- Requirement 1 -
List the government agencies that the mashups post says the author met with or presented to in the Washington DC area.
- Requirement 2 -
In the mashups post, switch "whiteboard" to "chalkboard" and write out again the part that opens with the words containing "I’m just returning" and closes with "the point across.".
- Requirement 3 -
Resume the mashups post, picking up right after its last sentence.

- Extract -
☆ ☆ ☆ ☆

Anthony J. Bradley is a group vice president in Gartner Research, managing teams that cover business process management, project and portfolio management, enterprise architecture, IT procurement, IT sourcing, and vendor management. Read Full Bio

Coverage Areas:

Mashups, Business Intelligence, and Automobile Visibility

by Anthony J. Bradley  |  March 20, 2009  |  4 Comments

I’m just returning from a few days of travel in the Washington DC area where I met with or presented to the Nuclear Regulatory Commission (NRC), Social Security Administration (SSA), and Housing and Urban Development (HUD) on mashups, SOA, WOA, and cloud computing.

I also spent some quality time with the leadership team of mashup vendor JackBe. CEO, Louis Derechin and I were discussing the difference between BI and mashups. I was on the whiteboard drawing architectural diagrams (I’m very happy when I play with markers) while he used an analogy. I liked his analogy and in engaging with him on it I believe I improved it a bit (at least for my purposes). I told him I would steal it. Admittedly it is for lay people and not technologists. As with any analogy you can get technically critical but I really think this gets the point across.

☆ ☆ ☆ ☆

- Record list -

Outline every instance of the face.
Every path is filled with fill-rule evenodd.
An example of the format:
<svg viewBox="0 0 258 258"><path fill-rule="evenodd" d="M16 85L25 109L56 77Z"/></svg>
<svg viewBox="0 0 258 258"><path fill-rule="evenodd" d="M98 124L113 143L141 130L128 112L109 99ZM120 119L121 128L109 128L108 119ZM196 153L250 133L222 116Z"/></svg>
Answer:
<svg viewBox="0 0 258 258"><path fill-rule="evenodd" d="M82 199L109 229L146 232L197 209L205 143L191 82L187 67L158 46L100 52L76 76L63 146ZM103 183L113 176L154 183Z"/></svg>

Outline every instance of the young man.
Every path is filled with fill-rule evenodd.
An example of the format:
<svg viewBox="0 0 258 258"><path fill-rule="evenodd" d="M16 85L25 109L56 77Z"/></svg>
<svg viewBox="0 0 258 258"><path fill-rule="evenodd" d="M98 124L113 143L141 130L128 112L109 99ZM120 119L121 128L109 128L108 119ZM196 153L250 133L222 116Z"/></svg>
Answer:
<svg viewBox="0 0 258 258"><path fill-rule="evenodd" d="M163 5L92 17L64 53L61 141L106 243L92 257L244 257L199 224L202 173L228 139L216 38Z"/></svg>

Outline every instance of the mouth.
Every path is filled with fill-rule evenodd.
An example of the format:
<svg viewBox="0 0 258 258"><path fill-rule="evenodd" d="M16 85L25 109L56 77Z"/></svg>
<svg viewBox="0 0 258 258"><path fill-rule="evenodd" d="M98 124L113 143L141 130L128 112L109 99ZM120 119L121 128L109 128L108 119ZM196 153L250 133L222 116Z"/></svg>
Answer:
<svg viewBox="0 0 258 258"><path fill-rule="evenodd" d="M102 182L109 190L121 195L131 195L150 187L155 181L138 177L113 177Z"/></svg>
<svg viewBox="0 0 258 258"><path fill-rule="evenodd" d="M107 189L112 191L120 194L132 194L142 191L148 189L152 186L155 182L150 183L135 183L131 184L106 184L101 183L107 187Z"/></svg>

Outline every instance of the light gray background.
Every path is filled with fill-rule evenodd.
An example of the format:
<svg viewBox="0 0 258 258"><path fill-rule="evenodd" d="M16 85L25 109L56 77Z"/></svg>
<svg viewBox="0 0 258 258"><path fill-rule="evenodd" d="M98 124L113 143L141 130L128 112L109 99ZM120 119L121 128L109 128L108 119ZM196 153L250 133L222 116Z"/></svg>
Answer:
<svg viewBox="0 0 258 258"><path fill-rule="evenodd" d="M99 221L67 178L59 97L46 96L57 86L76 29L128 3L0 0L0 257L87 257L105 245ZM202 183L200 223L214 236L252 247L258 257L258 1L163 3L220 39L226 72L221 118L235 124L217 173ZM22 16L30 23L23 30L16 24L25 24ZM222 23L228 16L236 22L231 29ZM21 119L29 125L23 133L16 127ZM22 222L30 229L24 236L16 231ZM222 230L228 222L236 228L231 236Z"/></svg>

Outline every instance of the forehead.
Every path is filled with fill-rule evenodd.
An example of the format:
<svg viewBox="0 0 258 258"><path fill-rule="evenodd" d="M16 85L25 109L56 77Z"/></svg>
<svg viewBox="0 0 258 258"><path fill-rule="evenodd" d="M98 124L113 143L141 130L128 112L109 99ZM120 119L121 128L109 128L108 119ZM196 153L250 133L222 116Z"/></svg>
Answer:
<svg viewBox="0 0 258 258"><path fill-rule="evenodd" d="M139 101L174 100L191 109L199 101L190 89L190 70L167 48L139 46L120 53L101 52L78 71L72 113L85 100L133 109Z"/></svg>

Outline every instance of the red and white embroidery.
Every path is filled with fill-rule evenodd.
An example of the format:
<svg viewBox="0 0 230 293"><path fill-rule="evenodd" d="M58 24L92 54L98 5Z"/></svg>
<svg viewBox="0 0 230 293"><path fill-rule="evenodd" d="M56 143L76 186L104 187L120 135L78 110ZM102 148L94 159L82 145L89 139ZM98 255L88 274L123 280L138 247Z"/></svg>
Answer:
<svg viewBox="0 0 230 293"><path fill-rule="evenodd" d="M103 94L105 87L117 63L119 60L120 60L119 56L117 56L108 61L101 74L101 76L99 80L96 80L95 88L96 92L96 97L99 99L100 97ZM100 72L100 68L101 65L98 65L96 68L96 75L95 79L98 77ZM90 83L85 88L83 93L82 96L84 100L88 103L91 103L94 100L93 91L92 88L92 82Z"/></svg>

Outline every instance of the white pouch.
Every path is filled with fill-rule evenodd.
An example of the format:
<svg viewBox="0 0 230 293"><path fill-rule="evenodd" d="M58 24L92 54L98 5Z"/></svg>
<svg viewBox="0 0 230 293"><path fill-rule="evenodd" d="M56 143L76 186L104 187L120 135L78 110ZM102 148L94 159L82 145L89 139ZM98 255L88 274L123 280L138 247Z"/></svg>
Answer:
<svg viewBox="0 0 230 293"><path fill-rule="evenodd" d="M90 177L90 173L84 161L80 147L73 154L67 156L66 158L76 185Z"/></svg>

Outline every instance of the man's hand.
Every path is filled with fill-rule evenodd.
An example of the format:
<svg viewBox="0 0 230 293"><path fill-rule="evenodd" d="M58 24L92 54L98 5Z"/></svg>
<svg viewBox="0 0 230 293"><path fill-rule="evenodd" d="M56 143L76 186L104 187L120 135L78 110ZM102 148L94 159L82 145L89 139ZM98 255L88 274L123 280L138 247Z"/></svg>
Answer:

☆ ☆ ☆ ☆

- Written reply 1 -
Nuclear Regulatory Commission (NRC), Social Security Administration (SSA), Housing and Urban Development (HUD)

- Written reply 2 -
I’m just returning from a few days of travel in the Washington DC area where I met with or presented to the Nuclear Regulatory Commission (NRC), Social Security Administration (SSA), and Housing and Urban Development (HUD) on mashups, SOA, WOA, and cloud computing.

I also spent some quality time with the leadership team of mashup vendor JackBe. CEO, Louis Derechin and I were discussing the difference between BI and mashups. I was on the chalkboard drawing architectural diagrams (I’m very happy when I play with markers) while he used an analogy. I liked his analogy and in engaging with him on it I believe I improved it a bit (at least for my purposes). I told him I would steal it. Admittedly it is for lay people and not technologists. As with any analogy you can get technically critical but I really think this gets the point across.

- Written reply 3 -
Think of when you are driving a car. The BI\DW reporting is analogous to your dashboard. It is well engineered and provides significant value. It gives you a fairly static set of tools although some of the data may change frequently (speed for instance) while others change more slowly (gas) and some barely at all (oil pressure) but the mechanism is designed well for a constrained view of what is happening (in this analogy it is the vehicle’s performance).

Mashups are analogous to the windows and mirrors, less constrained and more panoramic. Source information comes from many places, numerous places that can’t be defined ahead of time, and the information is highly dynamic, contextual in nature, and tailored specifically to what you are doing at that very moment. There is so much unpredictable variety in the situation and the surrounding information that you can’t predefine and engineer the interface. You can only provide the core capabilities (windows and mirrors) a driver can use to assemble the views and react to the information.

One does not replace the other. You need both the dashboard and the windows/mirrors to effectively operate a vehicle.

As the discussion progressed in other directions I, at one point referred back to this automobile analogy on the difference between mashups and enterprise portals. At which time Louis reminded me that the analogy was about mashups vs. BI\DW, not enterprise portals. I had subconsciously extended the analogy where the enterprise portal was the dashboard and mashups again the windows and mirrors. This also seemed to hold well.  

What do think of this smoke and mirrors, oops I meant windows and mirrors (…I’m just joking…), analogy for mashups? Do you think this will resonate with your non tech leaders who are asking, “What is different about mashups?”

4 Comments »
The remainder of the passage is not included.